> **Aufgabe**
Geben Sie aus dem Text über Sport und Immunsystem den Abschnitt von „Das Geheimnis liegt“ bis „erklärt die Medizinerin.“ wortgetreu wieder.

Was im Körper passiert, wenn wir trainieren

Fit bis ins hohe Alter
Sport und Immunsystem sind ein kongeniales Duo. Wie sie zusammenwirken.

"Sport ist gesund." "A geh? No na!", ist man an dieser Stelle versucht zu sagen und gelangweilt wegzuklicken. Tun Sie es nicht! Bitte! Barbara Prüller-Strasser von der Medizinischen Universität Innsbruck hat durchaus Interessantes aus der Wissenschaft zu berichten. Etwa: "Die Muskulatur schüttet bei Bewegung eine Vielzahl von Botenstoffen aus, sogenannte Myokine." Die seien gut für den Fettstoffwechsel, hemmen aber auch Entzündungen und stimulieren das Immunsystem. Forscher nennen die Muskulatur mittlerweile ein endokrines Organ.

Über den neuesten Stand der Forschung zu "Sport, Ernährung und Immunsystem" (so der Titel) diskutieren Experten heute am 3. Fachtag Sporternährung in der Technischen Universität Wien.

Langes Leben

Bereits Hippocrates sorgte sich im alten Griechenland um den männlichen Organismus (sic!), wenn selbiger nur faul herumliegt. Heute wissen Forscher und spüren Laien, dass Kraft und Ausdauer mit zunehmendem Alter abnehmen. "Wer trainiert, verlangsamt das Altern", sagt Prüller-Strasser. "Die Muskulatur ist ein ganz wichtiger Faktor für ein langes Leben." Die Forscherin und wissenschaftliche Leiterin des Fachtages rät zu Krafttraining mindestens ab dem frühen Alter. So lasse sich die Lebenserwartung steigern. Wer regelmäßig Ausdauer trainiert, kann sein biologische Alter um bis zu 30 Jahre senken. Ein durchtrainierter 70-Jähriger kann also locker die Körperfunktion eines 50-Jährigen haben.

Wie das geht? Der Knochenstoffwechsel verbessert sich, Typ-2-Diabetes und Insulinresistenzen haben weniger Chancen. Intensives, konsequentes Langzeittraining über viele Jahre senkt gar das Brust- und Darmkrebsrisiko um bis zu 30 Prozent.

Das Geheimnis liegt unter anderem im Immunsystem, das durch Bewegung unterstützt wird (man erinnere sich an den Text-Beginn). 70 Prozent der Immunzellen sitzen in der Darmschleimhaut, die mit zunehmenden Alter durchlässig werden kann. "Dann können Toxine und Keime aus dem Darm in den Körper eindringen. Die Leistungsfähigkeit nimmt ab", erklärt die Medizinerin.

Intensiv ist besser

"Allerdings ist es zu wenig, nur Treppen zu steigen", sagt Prüller-Strasser. Es braucht gezielt und lebenslang Kraft- und Ausdauertraining. Je intensiver, desto besser, haben neuesten Forschungen ergeben. So ersetzt etwa 15 Minuten Laufen 90 Minuten Nordic Walking. Und: "Sobald man mit dem Training aufhört, ist die Wirkung rasch wieder weg", warnt Prüller-Strasser.

Wer jetzt noch nicht überzeugt ist und die Zeitung beiseite legt, um Liegestütze zu machen, ist es vielleicht nach Prüller-Strassers nächster Aussage: "Sogar Gene können positiv beeinflusst werden." Die Länge der Chromosomen, eigentlich ihrer Kappen – der Telomere, die ein Spiegel der Zellalterung sind – , kann durch Ausdauertraining deutlich länger stabil gehalten werden. Der genetische Altersunterschied zwischen Inaktiven und körperlich Aktiven kann zehn Jahre ausmachen.

"Die Pharmaindustrie arbeitet bereits an einer Aktivitätspille, in die all diese positiven Trainingseffekte reingepackt werden sollen", berichtet Prüller- Strasser, zerschlägt aber sofort jede Hoffnung auf Sport ohne Anstrengung: "Ich bin nicht sicher, ob das je funktionieren wird."

> **Gezeigte Datensätze**
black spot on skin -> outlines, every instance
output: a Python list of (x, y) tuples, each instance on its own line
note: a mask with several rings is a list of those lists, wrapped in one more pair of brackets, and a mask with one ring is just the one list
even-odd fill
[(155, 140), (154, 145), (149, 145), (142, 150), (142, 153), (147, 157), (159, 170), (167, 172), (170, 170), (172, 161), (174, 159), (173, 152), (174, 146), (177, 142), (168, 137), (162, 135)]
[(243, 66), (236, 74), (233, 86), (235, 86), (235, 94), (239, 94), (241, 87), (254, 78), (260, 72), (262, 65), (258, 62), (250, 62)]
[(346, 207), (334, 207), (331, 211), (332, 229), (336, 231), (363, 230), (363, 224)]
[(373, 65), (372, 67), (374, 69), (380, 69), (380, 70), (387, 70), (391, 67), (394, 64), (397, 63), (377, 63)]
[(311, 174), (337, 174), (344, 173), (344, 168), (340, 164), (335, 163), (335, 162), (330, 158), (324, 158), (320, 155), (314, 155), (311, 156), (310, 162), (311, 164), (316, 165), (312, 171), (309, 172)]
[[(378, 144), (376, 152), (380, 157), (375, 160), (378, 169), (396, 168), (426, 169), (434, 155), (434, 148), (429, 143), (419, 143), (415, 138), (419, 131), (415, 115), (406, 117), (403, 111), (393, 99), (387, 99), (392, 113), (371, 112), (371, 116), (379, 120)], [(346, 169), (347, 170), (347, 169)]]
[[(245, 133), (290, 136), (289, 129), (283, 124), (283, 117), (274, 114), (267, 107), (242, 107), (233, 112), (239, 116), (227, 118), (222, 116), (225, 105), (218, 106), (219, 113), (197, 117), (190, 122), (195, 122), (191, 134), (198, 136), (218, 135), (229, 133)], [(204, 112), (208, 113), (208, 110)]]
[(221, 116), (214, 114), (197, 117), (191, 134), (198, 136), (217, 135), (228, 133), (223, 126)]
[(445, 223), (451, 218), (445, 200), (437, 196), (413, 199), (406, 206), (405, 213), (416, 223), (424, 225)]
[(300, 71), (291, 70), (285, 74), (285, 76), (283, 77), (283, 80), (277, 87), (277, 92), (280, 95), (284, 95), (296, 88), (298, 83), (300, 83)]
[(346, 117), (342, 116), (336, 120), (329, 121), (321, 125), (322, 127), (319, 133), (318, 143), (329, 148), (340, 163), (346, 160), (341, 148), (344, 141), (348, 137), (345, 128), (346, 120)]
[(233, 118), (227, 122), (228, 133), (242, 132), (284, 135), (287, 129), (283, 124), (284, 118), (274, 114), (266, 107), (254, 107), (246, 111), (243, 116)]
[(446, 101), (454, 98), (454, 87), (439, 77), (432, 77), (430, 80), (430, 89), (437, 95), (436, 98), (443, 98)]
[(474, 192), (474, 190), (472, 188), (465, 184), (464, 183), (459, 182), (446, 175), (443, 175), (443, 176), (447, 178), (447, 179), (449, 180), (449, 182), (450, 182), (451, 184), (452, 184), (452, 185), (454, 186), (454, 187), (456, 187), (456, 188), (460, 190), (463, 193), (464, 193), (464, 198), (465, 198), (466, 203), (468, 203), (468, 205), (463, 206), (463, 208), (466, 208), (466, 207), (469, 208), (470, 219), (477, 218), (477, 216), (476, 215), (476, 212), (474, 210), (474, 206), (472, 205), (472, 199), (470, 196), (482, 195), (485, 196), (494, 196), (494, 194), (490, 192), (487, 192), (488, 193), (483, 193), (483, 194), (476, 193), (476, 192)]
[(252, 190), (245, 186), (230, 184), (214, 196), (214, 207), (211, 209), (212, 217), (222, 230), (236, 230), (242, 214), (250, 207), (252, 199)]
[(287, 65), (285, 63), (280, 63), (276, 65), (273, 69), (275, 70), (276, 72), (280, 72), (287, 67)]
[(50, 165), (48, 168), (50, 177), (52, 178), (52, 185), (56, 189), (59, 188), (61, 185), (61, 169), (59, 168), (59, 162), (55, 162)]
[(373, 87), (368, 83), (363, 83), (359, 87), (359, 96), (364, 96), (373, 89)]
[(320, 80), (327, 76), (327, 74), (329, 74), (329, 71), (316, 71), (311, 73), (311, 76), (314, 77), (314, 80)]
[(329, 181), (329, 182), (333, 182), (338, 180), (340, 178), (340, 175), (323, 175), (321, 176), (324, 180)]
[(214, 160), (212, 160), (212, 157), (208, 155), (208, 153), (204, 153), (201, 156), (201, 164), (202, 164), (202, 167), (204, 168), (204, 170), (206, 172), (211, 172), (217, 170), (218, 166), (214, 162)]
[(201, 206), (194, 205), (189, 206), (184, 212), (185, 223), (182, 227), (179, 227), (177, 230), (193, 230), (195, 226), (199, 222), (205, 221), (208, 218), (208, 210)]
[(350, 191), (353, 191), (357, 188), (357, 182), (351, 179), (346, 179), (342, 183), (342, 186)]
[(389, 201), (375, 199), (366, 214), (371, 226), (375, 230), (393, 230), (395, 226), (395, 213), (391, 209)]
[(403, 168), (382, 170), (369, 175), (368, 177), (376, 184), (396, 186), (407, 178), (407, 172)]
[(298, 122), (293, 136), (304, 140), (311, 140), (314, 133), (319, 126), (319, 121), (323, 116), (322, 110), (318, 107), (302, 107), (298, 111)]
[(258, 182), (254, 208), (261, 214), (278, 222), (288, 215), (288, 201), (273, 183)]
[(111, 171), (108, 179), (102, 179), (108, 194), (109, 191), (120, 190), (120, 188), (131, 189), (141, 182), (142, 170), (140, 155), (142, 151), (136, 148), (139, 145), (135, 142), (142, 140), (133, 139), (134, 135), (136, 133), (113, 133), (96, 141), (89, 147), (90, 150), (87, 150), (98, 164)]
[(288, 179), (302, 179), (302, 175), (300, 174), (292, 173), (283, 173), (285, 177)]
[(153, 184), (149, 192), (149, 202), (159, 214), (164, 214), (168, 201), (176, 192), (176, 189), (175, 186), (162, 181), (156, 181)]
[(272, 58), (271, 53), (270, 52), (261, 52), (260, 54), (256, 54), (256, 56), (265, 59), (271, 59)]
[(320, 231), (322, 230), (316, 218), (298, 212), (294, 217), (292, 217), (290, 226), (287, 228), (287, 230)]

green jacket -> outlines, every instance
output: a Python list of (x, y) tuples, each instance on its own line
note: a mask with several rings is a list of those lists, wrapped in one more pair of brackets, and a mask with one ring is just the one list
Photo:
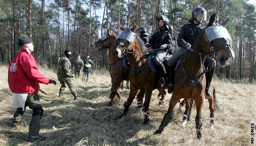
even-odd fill
[(66, 56), (60, 58), (58, 67), (57, 75), (58, 79), (63, 79), (67, 77), (71, 77), (71, 63), (69, 59)]
[(84, 66), (84, 61), (83, 60), (80, 59), (76, 59), (73, 62), (74, 67), (75, 69), (77, 69), (78, 68), (78, 66), (80, 66), (79, 68), (80, 69), (81, 69), (82, 67)]

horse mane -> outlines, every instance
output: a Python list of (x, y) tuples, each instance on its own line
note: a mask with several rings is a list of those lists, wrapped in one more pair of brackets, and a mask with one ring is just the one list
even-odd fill
[[(148, 51), (148, 49), (145, 46), (145, 44), (144, 44), (144, 42), (142, 41), (140, 37), (139, 36), (139, 35), (137, 34), (137, 33), (135, 34), (135, 36), (136, 37), (136, 38), (137, 39), (137, 40), (139, 43), (139, 46), (140, 48), (140, 49), (141, 50), (142, 52), (144, 52), (145, 51)], [(146, 52), (144, 53), (144, 54), (148, 54), (149, 53), (148, 52)]]

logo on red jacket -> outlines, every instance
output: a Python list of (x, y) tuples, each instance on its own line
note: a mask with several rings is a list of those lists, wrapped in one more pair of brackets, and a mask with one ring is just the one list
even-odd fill
[(17, 71), (17, 64), (16, 63), (12, 63), (10, 67), (10, 71), (16, 72)]

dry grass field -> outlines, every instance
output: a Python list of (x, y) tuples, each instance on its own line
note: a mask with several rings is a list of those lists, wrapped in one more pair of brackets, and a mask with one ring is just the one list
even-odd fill
[[(221, 81), (214, 83), (220, 107), (215, 112), (214, 130), (210, 128), (208, 101), (202, 109), (204, 137), (196, 138), (195, 107), (190, 120), (181, 126), (182, 112), (175, 108), (173, 119), (160, 135), (154, 135), (168, 108), (171, 95), (166, 98), (162, 107), (157, 105), (157, 91), (153, 91), (150, 108), (148, 125), (142, 124), (144, 116), (138, 112), (134, 100), (128, 115), (120, 120), (123, 105), (129, 90), (120, 90), (122, 97), (115, 98), (114, 105), (107, 106), (110, 93), (110, 78), (106, 71), (94, 71), (88, 83), (73, 79), (73, 83), (81, 100), (74, 101), (68, 88), (58, 98), (60, 85), (40, 84), (48, 93), (40, 93), (44, 110), (40, 134), (45, 140), (26, 142), (32, 110), (27, 108), (22, 124), (17, 128), (10, 128), (16, 109), (11, 108), (12, 94), (7, 82), (6, 66), (0, 66), (0, 145), (18, 146), (240, 146), (250, 145), (250, 124), (256, 122), (256, 86), (234, 84)], [(39, 68), (48, 77), (57, 79), (56, 73)]]

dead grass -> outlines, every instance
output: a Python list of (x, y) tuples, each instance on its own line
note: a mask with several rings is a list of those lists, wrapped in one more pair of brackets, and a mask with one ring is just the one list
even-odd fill
[[(12, 94), (7, 82), (7, 67), (0, 69), (0, 145), (248, 145), (250, 123), (256, 121), (256, 86), (218, 81), (214, 85), (220, 109), (215, 113), (214, 130), (210, 128), (209, 103), (206, 101), (202, 110), (204, 122), (202, 140), (196, 139), (194, 107), (191, 120), (182, 128), (183, 112), (177, 112), (176, 105), (173, 119), (162, 134), (154, 135), (168, 108), (171, 95), (166, 98), (165, 105), (159, 107), (157, 105), (158, 93), (153, 92), (151, 119), (148, 125), (142, 124), (144, 116), (138, 113), (135, 101), (129, 114), (116, 120), (116, 118), (122, 111), (129, 91), (121, 91), (121, 99), (116, 98), (114, 106), (106, 106), (110, 78), (107, 71), (98, 70), (92, 75), (88, 83), (82, 83), (81, 79), (74, 79), (80, 101), (73, 101), (68, 89), (62, 98), (58, 98), (59, 83), (55, 86), (40, 85), (49, 95), (40, 93), (44, 110), (40, 133), (47, 139), (26, 142), (32, 110), (27, 109), (22, 124), (18, 128), (9, 128), (15, 109), (11, 108)], [(54, 72), (40, 67), (39, 70), (44, 75), (57, 79)]]

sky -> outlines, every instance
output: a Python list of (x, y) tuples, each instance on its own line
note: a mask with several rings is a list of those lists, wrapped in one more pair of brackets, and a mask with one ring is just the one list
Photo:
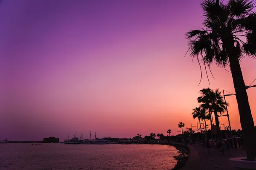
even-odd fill
[[(198, 64), (184, 57), (185, 34), (202, 27), (201, 2), (3, 0), (2, 140), (177, 135), (181, 121), (196, 125), (192, 109), (210, 86), (204, 71), (198, 85)], [(246, 85), (255, 63), (241, 63)], [(211, 88), (235, 93), (230, 72), (211, 70)], [(255, 121), (256, 88), (247, 94)], [(231, 128), (241, 128), (236, 97), (226, 98)]]

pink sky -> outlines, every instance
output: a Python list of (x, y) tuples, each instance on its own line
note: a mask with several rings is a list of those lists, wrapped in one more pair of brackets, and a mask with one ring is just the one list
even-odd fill
[[(196, 125), (192, 109), (209, 85), (204, 72), (198, 86), (198, 63), (183, 57), (186, 32), (202, 26), (201, 0), (125, 1), (2, 1), (2, 139), (176, 135), (179, 122)], [(241, 67), (248, 85), (255, 61)], [(211, 88), (234, 92), (230, 72), (212, 71)], [(247, 92), (255, 120), (256, 88)], [(241, 128), (235, 97), (227, 101), (232, 128)]]

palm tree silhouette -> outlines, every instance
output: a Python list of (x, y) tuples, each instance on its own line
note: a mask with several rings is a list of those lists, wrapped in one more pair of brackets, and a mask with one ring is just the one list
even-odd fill
[(182, 122), (180, 122), (178, 124), (178, 127), (181, 128), (181, 134), (183, 134), (183, 127), (184, 127), (184, 126), (185, 124), (184, 123), (183, 123)]
[(256, 145), (250, 138), (256, 130), (240, 61), (245, 55), (256, 57), (256, 4), (250, 0), (229, 0), (225, 3), (222, 0), (204, 0), (201, 6), (204, 28), (186, 33), (190, 55), (198, 62), (198, 56), (202, 56), (206, 68), (213, 62), (224, 68), (229, 66), (241, 126), (244, 130), (247, 159), (255, 161)]
[[(201, 133), (202, 133), (202, 127), (201, 126), (201, 119), (203, 115), (201, 112), (201, 108), (200, 107), (196, 107), (193, 109), (193, 112), (192, 113), (192, 115), (193, 119), (195, 119), (198, 118), (199, 120), (199, 125), (200, 125), (200, 129), (201, 130)], [(199, 132), (198, 132), (199, 133)]]
[[(220, 113), (221, 115), (226, 110), (225, 105), (228, 105), (224, 102), (223, 96), (221, 95), (221, 92), (218, 89), (213, 91), (209, 88), (203, 88), (200, 90), (200, 93), (201, 96), (198, 98), (198, 102), (202, 103), (201, 107), (208, 109), (209, 112), (211, 113), (212, 111), (213, 111), (218, 136), (218, 139), (220, 139), (221, 136), (218, 113)], [(211, 117), (210, 120), (212, 125)]]
[(168, 129), (167, 133), (169, 133), (169, 136), (170, 136), (170, 134), (172, 133), (172, 130), (171, 129)]

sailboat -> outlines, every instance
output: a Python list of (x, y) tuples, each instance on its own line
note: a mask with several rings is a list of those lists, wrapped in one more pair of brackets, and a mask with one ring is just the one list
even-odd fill
[[(0, 137), (0, 139), (1, 139), (1, 137)], [(6, 139), (3, 141), (0, 140), (0, 143), (7, 143), (7, 139)]]

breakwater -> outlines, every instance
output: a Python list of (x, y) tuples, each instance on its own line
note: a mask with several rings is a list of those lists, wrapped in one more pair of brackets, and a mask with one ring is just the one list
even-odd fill
[(180, 153), (180, 155), (177, 156), (173, 156), (174, 158), (178, 161), (175, 167), (173, 168), (172, 168), (172, 170), (180, 170), (186, 165), (189, 155), (189, 150), (187, 145), (183, 144), (173, 142), (167, 144), (162, 143), (161, 144), (172, 146), (178, 150), (177, 152)]

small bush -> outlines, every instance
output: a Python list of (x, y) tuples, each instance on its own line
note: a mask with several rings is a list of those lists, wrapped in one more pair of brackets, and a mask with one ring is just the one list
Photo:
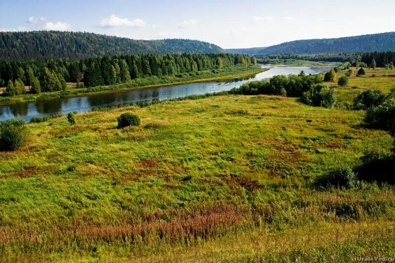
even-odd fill
[(70, 112), (67, 113), (67, 121), (72, 125), (76, 124), (76, 115), (74, 112)]
[(363, 68), (361, 68), (356, 73), (356, 76), (361, 76), (365, 74), (365, 70), (363, 69)]
[(363, 121), (370, 127), (388, 131), (393, 136), (395, 136), (395, 99), (368, 109)]
[(346, 76), (342, 76), (339, 79), (339, 80), (337, 81), (337, 84), (339, 84), (339, 86), (342, 87), (344, 87), (346, 86), (349, 83), (349, 78), (347, 77)]
[(324, 81), (334, 82), (336, 80), (336, 73), (334, 70), (331, 70), (325, 74)]
[(336, 102), (335, 91), (323, 83), (317, 84), (303, 93), (301, 100), (304, 103), (313, 106), (331, 108)]
[(395, 158), (382, 149), (371, 149), (361, 158), (362, 164), (356, 169), (359, 179), (367, 181), (394, 183)]
[(316, 181), (318, 187), (329, 188), (354, 188), (358, 183), (356, 176), (350, 167), (337, 168), (318, 178)]
[(354, 99), (354, 108), (366, 109), (378, 106), (386, 99), (386, 95), (379, 89), (368, 89), (360, 94)]
[(23, 120), (12, 119), (0, 122), (0, 150), (15, 150), (25, 144), (27, 138), (27, 129)]
[(118, 128), (124, 128), (128, 126), (139, 126), (140, 118), (136, 114), (126, 113), (118, 117)]

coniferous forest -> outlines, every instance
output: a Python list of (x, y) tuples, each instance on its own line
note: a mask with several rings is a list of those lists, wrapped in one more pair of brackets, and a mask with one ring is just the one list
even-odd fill
[[(125, 83), (135, 78), (179, 75), (197, 71), (256, 64), (246, 55), (182, 54), (130, 55), (80, 60), (0, 61), (0, 84), (8, 96), (19, 95), (24, 86), (33, 93)], [(83, 84), (82, 84), (83, 83)]]
[(0, 59), (80, 59), (133, 54), (223, 53), (202, 41), (136, 40), (85, 32), (0, 32)]

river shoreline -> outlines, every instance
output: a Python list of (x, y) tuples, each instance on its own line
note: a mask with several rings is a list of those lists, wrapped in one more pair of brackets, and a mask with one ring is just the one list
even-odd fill
[[(0, 100), (0, 106), (3, 105), (9, 105), (15, 104), (19, 103), (24, 102), (33, 102), (39, 100), (51, 100), (52, 99), (61, 99), (66, 98), (72, 98), (74, 97), (81, 97), (83, 96), (98, 94), (106, 94), (111, 93), (114, 92), (118, 92), (122, 91), (127, 91), (131, 90), (137, 90), (140, 89), (149, 89), (152, 88), (157, 88), (159, 87), (167, 87), (169, 86), (176, 86), (180, 85), (187, 84), (192, 84), (195, 83), (203, 83), (203, 82), (220, 82), (225, 80), (229, 79), (232, 78), (243, 77), (248, 76), (252, 76), (259, 73), (264, 72), (269, 70), (268, 69), (264, 69), (262, 68), (256, 68), (251, 69), (250, 70), (243, 70), (240, 71), (237, 73), (232, 73), (229, 75), (223, 75), (220, 76), (213, 76), (212, 77), (198, 78), (196, 79), (193, 79), (191, 80), (185, 80), (181, 81), (176, 81), (174, 82), (169, 83), (162, 83), (158, 84), (154, 84), (152, 85), (146, 85), (144, 86), (140, 86), (137, 87), (120, 87), (119, 88), (113, 88), (111, 89), (103, 89), (97, 91), (88, 91), (84, 92), (84, 90), (86, 90), (89, 88), (83, 88), (82, 89), (67, 89), (65, 91), (54, 91), (52, 92), (45, 92), (39, 94), (27, 94), (23, 95), (19, 95), (15, 97), (5, 97), (5, 98), (9, 98), (11, 101), (4, 101), (5, 99), (3, 99), (3, 101)], [(127, 85), (129, 83), (122, 83), (119, 84), (116, 84), (117, 86), (121, 86), (122, 85)], [(110, 86), (101, 86), (99, 87), (93, 87), (93, 89), (96, 88), (106, 88), (106, 87), (110, 87), (114, 85)], [(72, 92), (71, 94), (62, 94), (63, 92)], [(82, 91), (79, 92), (79, 91)], [(76, 93), (74, 93), (76, 92)]]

> **Lösung**
Das Geheimnis liegt unter anderem im Immunsystem, das durch Bewegung unterstützt wird (man erinnere sich an den Text-Beginn). 70 Prozent der Immunzellen sitzen in der Darmschleimhaut, die mit zunehmenden Alter durchlässig werden kann. "Dann können Toxine und Keime aus dem Darm in den Körper eindringen. Die Leistungsfähigkeit nimmt ab", erklärt die Medizinerin.